Task goal - Copy the rows below without any change, from the line that contains "In this exercise you will mark the sideboard" up to and including the last line of the rows.

### Material for this task

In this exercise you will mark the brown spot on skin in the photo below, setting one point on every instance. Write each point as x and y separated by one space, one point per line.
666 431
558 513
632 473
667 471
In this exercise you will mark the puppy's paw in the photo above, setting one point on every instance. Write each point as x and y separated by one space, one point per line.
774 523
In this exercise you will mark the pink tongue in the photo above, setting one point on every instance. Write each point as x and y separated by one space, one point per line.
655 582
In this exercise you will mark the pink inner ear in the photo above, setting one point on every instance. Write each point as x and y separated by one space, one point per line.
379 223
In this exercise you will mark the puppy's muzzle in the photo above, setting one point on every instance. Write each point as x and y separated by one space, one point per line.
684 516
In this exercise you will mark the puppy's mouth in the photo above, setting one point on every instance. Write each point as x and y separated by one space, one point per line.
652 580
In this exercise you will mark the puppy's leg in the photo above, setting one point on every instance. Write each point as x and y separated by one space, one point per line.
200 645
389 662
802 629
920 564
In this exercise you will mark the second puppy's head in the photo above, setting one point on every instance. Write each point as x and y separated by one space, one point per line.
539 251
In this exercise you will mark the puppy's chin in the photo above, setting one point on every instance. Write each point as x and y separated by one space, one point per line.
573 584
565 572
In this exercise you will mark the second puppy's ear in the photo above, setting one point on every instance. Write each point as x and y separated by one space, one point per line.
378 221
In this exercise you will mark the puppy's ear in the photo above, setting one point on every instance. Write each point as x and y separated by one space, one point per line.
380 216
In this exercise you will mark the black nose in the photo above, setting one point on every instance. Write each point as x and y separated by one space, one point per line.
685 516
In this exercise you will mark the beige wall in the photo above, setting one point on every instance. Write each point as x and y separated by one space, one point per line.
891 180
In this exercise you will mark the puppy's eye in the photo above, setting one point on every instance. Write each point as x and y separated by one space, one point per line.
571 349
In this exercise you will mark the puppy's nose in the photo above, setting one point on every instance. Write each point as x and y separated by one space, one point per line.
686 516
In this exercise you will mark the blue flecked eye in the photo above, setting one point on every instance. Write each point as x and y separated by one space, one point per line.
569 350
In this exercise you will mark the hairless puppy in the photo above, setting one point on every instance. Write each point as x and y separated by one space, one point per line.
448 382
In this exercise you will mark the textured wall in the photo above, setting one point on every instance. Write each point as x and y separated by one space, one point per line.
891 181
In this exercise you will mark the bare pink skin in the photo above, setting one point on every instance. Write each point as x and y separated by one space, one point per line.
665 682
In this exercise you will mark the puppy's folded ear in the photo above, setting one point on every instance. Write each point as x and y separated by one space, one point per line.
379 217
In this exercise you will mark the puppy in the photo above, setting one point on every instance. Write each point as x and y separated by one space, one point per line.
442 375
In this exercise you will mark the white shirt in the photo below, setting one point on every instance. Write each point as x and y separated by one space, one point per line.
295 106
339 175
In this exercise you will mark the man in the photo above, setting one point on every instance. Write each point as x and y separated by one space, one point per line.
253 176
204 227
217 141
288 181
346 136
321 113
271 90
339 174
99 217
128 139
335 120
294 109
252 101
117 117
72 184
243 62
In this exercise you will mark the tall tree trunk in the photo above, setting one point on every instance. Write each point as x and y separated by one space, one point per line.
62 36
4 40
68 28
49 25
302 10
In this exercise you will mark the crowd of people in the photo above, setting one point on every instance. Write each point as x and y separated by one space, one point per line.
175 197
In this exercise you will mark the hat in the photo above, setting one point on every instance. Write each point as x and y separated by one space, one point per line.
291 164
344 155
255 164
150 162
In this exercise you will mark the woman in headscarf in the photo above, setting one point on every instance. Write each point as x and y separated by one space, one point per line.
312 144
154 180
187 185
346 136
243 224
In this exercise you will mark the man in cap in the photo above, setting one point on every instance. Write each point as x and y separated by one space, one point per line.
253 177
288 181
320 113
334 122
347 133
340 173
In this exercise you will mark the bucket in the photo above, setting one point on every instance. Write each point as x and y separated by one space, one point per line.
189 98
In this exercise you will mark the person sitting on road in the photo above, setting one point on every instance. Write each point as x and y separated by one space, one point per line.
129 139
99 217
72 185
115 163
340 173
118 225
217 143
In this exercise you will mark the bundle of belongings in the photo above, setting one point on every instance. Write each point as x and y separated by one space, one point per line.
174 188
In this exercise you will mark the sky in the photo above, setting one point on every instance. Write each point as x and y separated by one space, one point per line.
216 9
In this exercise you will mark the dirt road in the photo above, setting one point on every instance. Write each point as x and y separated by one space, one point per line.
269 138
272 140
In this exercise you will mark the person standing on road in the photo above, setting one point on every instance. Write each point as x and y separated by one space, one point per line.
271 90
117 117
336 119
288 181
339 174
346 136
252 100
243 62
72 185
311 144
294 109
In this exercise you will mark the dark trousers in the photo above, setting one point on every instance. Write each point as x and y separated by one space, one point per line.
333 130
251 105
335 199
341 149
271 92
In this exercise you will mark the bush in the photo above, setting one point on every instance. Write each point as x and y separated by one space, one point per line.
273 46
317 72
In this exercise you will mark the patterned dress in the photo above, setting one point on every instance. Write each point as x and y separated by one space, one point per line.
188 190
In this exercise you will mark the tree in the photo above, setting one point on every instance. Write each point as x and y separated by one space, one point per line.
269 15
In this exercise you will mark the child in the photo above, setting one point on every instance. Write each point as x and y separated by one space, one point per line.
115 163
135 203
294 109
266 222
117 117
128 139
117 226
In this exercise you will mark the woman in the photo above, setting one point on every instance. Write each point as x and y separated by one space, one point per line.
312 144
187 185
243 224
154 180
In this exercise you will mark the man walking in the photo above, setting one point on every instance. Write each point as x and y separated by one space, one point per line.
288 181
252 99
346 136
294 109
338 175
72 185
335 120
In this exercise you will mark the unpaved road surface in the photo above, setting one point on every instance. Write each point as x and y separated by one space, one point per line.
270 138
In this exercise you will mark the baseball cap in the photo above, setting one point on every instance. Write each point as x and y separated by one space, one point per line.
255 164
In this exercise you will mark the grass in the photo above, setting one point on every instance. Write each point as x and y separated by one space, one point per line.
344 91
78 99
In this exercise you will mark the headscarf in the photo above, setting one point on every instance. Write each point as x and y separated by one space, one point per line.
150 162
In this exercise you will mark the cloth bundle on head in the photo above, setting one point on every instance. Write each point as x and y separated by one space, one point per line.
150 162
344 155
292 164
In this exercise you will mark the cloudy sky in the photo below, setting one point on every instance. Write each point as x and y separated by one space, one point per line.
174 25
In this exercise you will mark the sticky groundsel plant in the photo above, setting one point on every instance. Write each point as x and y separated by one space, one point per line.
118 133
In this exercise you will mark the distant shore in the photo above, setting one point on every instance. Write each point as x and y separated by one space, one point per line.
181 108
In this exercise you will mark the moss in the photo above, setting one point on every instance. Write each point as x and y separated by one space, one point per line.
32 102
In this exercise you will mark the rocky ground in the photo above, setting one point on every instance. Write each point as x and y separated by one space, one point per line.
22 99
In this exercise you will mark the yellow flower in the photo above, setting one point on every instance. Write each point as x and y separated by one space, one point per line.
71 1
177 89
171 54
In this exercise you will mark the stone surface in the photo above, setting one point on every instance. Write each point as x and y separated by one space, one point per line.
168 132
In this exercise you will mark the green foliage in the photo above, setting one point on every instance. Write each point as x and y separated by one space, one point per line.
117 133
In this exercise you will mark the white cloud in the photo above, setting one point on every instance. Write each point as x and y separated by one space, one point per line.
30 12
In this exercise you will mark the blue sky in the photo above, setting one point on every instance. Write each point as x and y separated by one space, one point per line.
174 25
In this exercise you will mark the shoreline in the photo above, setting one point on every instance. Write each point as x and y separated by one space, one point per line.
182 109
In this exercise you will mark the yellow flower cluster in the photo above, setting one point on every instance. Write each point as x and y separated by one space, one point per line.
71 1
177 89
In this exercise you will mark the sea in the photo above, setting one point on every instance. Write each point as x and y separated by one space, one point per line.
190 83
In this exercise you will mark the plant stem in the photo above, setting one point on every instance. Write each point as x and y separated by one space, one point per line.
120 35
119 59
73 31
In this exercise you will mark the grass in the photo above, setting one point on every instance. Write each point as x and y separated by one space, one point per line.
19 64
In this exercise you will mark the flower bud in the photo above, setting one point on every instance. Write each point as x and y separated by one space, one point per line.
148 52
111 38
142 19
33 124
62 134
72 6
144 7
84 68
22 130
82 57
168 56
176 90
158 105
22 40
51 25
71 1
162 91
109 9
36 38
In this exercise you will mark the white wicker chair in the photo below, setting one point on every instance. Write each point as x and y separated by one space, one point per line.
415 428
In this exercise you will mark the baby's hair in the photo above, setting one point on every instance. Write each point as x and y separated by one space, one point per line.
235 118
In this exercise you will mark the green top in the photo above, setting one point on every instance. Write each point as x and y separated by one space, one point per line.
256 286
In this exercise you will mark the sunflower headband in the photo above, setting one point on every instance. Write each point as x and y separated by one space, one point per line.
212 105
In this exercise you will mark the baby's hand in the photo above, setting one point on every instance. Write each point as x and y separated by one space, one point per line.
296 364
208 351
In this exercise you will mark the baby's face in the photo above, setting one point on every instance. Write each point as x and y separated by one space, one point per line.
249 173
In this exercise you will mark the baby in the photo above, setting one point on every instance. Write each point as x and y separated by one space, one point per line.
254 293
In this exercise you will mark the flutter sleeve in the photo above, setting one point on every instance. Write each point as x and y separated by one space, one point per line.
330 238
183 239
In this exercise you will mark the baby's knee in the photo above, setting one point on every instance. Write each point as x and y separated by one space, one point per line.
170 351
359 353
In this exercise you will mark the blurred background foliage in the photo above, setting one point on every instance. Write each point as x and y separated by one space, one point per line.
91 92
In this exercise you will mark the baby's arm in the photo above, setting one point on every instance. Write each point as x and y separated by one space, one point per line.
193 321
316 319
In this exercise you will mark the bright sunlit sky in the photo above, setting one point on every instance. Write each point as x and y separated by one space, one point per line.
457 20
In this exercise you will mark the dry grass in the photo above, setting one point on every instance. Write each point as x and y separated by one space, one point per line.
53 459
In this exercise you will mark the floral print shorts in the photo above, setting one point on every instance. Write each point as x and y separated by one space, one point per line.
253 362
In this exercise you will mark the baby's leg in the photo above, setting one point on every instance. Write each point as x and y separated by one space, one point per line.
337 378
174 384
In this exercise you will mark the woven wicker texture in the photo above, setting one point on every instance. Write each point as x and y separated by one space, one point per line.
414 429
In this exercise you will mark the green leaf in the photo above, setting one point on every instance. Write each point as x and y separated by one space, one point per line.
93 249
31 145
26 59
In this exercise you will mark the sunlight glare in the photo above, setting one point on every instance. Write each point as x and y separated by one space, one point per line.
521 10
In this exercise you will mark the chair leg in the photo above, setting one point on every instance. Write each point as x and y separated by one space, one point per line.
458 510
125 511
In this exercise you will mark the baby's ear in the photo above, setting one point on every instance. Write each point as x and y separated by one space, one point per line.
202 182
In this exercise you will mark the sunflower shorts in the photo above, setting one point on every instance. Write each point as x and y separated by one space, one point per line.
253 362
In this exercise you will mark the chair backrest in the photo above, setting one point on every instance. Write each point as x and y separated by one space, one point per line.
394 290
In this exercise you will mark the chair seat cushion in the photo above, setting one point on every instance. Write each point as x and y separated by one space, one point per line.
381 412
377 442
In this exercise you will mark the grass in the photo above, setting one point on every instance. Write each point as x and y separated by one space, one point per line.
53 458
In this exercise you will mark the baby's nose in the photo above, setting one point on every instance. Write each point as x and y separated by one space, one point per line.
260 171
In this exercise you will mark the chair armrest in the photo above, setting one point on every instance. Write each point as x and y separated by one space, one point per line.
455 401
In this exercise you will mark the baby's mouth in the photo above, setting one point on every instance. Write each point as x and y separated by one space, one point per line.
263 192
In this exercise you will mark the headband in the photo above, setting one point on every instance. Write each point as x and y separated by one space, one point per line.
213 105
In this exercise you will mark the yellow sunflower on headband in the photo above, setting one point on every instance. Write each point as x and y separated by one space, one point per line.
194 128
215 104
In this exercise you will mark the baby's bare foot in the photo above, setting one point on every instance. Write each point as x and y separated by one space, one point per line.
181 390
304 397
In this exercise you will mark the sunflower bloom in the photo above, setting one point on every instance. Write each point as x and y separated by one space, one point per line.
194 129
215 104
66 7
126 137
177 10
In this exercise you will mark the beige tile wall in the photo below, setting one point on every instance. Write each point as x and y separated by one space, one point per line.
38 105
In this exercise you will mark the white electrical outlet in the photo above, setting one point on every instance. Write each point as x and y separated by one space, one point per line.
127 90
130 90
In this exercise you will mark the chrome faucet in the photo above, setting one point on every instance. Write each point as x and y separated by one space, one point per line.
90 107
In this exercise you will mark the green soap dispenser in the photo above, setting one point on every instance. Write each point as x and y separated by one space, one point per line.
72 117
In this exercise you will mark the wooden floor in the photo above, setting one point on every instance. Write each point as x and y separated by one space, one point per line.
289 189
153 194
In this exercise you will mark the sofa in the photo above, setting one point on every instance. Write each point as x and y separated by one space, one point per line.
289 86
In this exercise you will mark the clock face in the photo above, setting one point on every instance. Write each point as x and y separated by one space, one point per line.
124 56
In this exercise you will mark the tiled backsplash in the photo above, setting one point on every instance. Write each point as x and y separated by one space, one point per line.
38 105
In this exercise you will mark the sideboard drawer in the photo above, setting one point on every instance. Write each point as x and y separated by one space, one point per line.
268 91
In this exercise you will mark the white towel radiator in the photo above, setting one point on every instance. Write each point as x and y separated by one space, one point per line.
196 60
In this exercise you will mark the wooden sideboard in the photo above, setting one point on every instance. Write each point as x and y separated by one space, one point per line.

######

Result -
In this exercise you will mark the sideboard drawer in the photo above, setting one point on every instance. Write each point as x and y separated by one space, one point per line.
268 91
In this exercise you will mark the white towel radiator in the photo above, setting one point on every instance. Write each point as x and y separated by one space, one point per line.
196 60
In this exercise you will mark the wooden sideboard in the photo above, setting one point on every instance. Write each point as x and y separated by one space, one point per line.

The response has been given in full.